■ **GIVEN ENTRIES**
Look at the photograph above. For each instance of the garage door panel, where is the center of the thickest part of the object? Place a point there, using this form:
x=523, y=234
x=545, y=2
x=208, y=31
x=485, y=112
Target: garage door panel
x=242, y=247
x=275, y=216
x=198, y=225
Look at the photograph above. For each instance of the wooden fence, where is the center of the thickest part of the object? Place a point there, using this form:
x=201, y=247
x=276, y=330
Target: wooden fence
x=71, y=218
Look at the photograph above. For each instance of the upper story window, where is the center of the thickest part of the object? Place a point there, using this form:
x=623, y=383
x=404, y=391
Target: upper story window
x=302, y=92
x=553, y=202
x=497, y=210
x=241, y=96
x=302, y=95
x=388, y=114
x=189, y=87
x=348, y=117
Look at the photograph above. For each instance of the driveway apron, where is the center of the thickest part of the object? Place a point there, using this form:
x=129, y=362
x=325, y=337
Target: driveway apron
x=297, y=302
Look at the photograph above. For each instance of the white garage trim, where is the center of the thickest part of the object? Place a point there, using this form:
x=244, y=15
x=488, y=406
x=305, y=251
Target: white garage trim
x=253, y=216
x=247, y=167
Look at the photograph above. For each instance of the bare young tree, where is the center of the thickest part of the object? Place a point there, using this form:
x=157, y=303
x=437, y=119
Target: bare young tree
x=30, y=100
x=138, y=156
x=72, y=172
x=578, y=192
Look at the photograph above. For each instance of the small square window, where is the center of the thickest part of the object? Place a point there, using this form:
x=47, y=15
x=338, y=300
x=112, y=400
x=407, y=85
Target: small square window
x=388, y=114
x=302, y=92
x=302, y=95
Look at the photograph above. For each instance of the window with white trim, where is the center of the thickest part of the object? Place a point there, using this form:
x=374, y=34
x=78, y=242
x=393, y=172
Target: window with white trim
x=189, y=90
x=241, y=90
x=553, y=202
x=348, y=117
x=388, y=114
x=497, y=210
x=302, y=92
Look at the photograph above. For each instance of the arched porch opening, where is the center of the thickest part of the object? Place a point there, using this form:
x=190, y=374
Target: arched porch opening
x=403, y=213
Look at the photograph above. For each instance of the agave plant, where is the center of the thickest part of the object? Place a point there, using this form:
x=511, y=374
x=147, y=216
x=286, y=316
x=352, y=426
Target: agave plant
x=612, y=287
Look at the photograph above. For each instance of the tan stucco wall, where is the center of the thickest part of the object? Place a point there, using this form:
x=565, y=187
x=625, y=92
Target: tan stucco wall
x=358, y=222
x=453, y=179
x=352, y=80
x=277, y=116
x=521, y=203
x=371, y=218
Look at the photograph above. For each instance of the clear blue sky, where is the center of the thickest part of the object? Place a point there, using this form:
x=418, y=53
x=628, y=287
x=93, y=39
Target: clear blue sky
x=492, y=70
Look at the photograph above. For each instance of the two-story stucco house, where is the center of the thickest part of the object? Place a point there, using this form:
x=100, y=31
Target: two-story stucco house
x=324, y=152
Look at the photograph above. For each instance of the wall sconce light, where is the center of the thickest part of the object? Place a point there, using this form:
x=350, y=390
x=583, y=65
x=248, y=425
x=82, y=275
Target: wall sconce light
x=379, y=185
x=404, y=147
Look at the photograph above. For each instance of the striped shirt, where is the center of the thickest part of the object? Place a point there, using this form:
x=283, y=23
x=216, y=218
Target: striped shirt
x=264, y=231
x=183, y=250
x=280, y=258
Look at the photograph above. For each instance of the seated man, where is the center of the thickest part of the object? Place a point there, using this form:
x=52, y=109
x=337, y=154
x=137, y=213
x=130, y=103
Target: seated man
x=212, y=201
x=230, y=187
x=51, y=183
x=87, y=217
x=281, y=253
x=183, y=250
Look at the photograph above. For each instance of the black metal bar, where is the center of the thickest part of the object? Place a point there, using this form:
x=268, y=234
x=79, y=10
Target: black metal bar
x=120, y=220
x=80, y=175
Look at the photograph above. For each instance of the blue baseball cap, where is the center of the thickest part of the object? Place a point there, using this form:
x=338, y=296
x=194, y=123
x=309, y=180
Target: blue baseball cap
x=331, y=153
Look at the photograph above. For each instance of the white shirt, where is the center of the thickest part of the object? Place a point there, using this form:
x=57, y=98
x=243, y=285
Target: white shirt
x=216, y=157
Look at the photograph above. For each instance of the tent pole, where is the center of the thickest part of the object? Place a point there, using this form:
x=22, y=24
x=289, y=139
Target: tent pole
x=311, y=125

■ **EXERCISE GOAL**
Line by line, copy the data above exactly as it reads.

■ **SOLUTION TO THE PROBLEM**
Look at the photograph above. For each instance of the garage door panel, where is the center of the thickest part of the object? Place a point there, using this form:
x=523, y=234
x=545, y=2
x=208, y=31
x=485, y=112
Target: garage door panel
x=242, y=247
x=275, y=216
x=198, y=225
Look at the photograph above. For each instance of the wooden fence, where is the center of the thickest part of the object? Place a point there, using this form:
x=201, y=247
x=276, y=330
Target: wooden fence
x=71, y=218
Look at the photograph above. For each instance of the upper story window, where is the center of the thickest part of the object? Place a point there, using this form:
x=623, y=383
x=404, y=391
Target: upper story window
x=302, y=92
x=553, y=202
x=497, y=210
x=241, y=96
x=302, y=95
x=388, y=114
x=189, y=87
x=348, y=117
Look at the photograph above. For each instance of the driveway apron, where is the center of the thickest part of the object? Place a point there, using this form:
x=129, y=362
x=325, y=337
Target: driveway apron
x=297, y=302
Look at the photograph above. For each instance of the white garage trim, where is the center of the thickest part of the object? Place a point there, using this form:
x=244, y=15
x=488, y=406
x=305, y=251
Target: white garage trim
x=253, y=216
x=247, y=167
Look at the photograph above. For each instance of the bare young tree, where is the center of the thickest part of the object? Place a point there, using this form:
x=157, y=303
x=437, y=119
Target: bare young tree
x=30, y=100
x=138, y=156
x=72, y=172
x=578, y=192
Look at the photograph above. For each instance of the small square window, where is the center of the thickest part of the object? Place a point there, using this form:
x=47, y=15
x=338, y=300
x=112, y=400
x=407, y=85
Target: small square window
x=388, y=114
x=302, y=92
x=302, y=95
Look at the photograph above. For each instance of the window with white trim, where is the center of the thickest part of the object? Place a point there, using this form:
x=374, y=34
x=78, y=242
x=393, y=172
Target: window with white trim
x=189, y=90
x=241, y=90
x=553, y=202
x=348, y=117
x=388, y=114
x=497, y=210
x=302, y=92
Look at the photograph above. For each instance of the arched porch opening, where is the center of the thickest part of the object? Place a point there, using this form:
x=190, y=374
Target: arched porch opening
x=403, y=213
Look at the photograph above. For each instance of the agave plant, where is the center of the thickest part of the object? Place a point there, using this form:
x=511, y=374
x=147, y=216
x=286, y=316
x=352, y=426
Target: agave plant
x=612, y=287
Look at the photograph above. For each instance of the tan stucco wall, where is the center of the thickest part of the object? Place a point there, using this form:
x=565, y=187
x=625, y=92
Target: tan stucco wall
x=358, y=222
x=453, y=179
x=352, y=80
x=277, y=116
x=521, y=203
x=371, y=218
Look at the photograph above. For each instance of the clear blue sky, where is the center of the thickest part of the object? Place a point there, using this form:
x=418, y=53
x=628, y=287
x=93, y=39
Target: clear blue sky
x=492, y=70
Look at the photograph above. For each instance of the two-story stucco house, where is the center of the thickest part of the object? Place a point there, using this form:
x=100, y=31
Target: two-story stucco house
x=324, y=152
Look at the photograph above. For each instance of the wall sconce light, where is the center of the thickest part of the object? Place a point there, using this form:
x=350, y=390
x=583, y=65
x=248, y=425
x=82, y=275
Target: wall sconce light
x=379, y=185
x=404, y=147
Look at the photograph above. For each instance of the striped shirt, where is the center of the thickest part of the object? Place a point there, using this form:
x=283, y=23
x=216, y=218
Target: striped shirt
x=264, y=231
x=183, y=250
x=280, y=258
Look at the photograph above. For each instance of the seated man, where is the center of the thickest part of the object? Place a point there, using this form:
x=52, y=109
x=337, y=154
x=137, y=213
x=130, y=103
Target: seated man
x=212, y=201
x=230, y=187
x=51, y=183
x=87, y=217
x=281, y=253
x=183, y=250
Look at the photograph above. For each instance of the black metal bar, where is the center of the thickest part of the object? Place a point there, using this form:
x=268, y=234
x=79, y=10
Target: black metal bar
x=120, y=220
x=80, y=175
Look at the photograph above. For each instance of the blue baseball cap, where is the center of the thickest part of the object? Place a point there, using this form:
x=338, y=296
x=194, y=123
x=309, y=180
Target: blue baseball cap
x=331, y=153
Look at the photograph above. For each instance of the white shirt, where is the center of the thickest part of the object? Place a point there, using this form:
x=57, y=98
x=243, y=285
Target: white shirt
x=216, y=157
Look at the photograph above. For each instance of the tent pole, where is the center of the thickest part of the object? Place a point there, using this form:
x=22, y=24
x=289, y=139
Target: tent pole
x=311, y=125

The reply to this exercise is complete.